**Required work**
Edit the text on methadone maintenance by rewriting it from "This highly pejorative" to "allowed by law." with "pejorative" changed to "disparaging".

··· Text segment

An article on Buprenorphine appeared January 24, 2006, in USA Today, with the above byline.
The availability of opiate-agonist maintenance treatment through prescription by office-based practitioners is a welcome and long-overdue development, even though the rationale for limiting the prescription-writing authority exclusively to Buprenorphine is not clear. What is distressing, however, is the apparent equanimity with which even the most knowledgeable experts in the field view the shortcomings of the government-designed and government-controlled system that has constrained methadone maintenance for the past four decades. That system is summarized by the news article in the following quote: "People who would never come to a methadone clinic, because it is both degrading and stigmatized, will come to a private physician’s office.”
This highly pejorative assessment of methadone maintenance facilities undoubtedly has some basis in fact. For sure, it reflects the perception of most Americans – and it would appear to be shared by Charles Schuster, to whom the quote is attributed. Schuster, however, is a former Director of the National Institute on Drug Abuse, and – along with virtually all of his colleagues in Government before, during or after his tenure – bears responsibility for the way in which methadone treatment is provided. What has he – and what have other leaders in the field of drug abuse treatment – done to lessen the degradation and stigmatization of “clinics”? Even now, as Schuster applauds the availability of Buprenorphine in private doctors’ offices, he seems to have zero concern over the roughly 200,000 patients who receive methadone under the only circumstances allowed by law.

······
··· Dataset section

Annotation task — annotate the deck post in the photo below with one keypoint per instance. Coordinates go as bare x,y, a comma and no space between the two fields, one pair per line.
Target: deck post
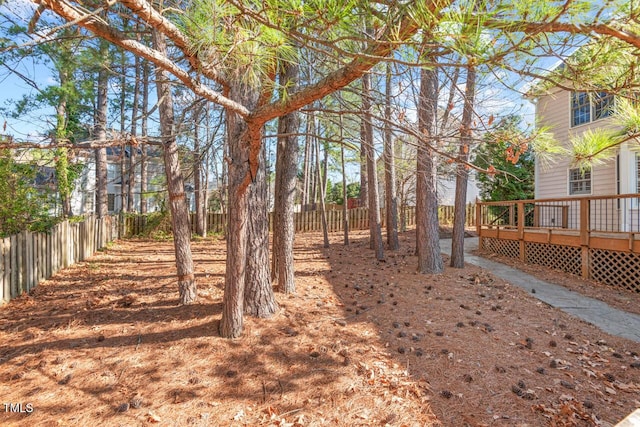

······

**Task solution**
This highly disparaging assessment of methadone maintenance facilities undoubtedly has some basis in fact. For sure, it reflects the perception of most Americans – and it would appear to be shared by Charles Schuster, to whom the quote is attributed. Schuster, however, is a former Director of the National Institute on Drug Abuse, and – along with virtually all of his colleagues in Government before, during or after his tenure – bears responsibility for the way in which methadone treatment is provided. What has he – and what have other leaders in the field of drug abuse treatment – done to lessen the degradation and stigmatization of “clinics”? Even now, as Schuster applauds the availability of Buprenorphine in private doctors’ offices, he seems to have zero concern over the roughly 200,000 patients who receive methadone under the only circumstances allowed by law.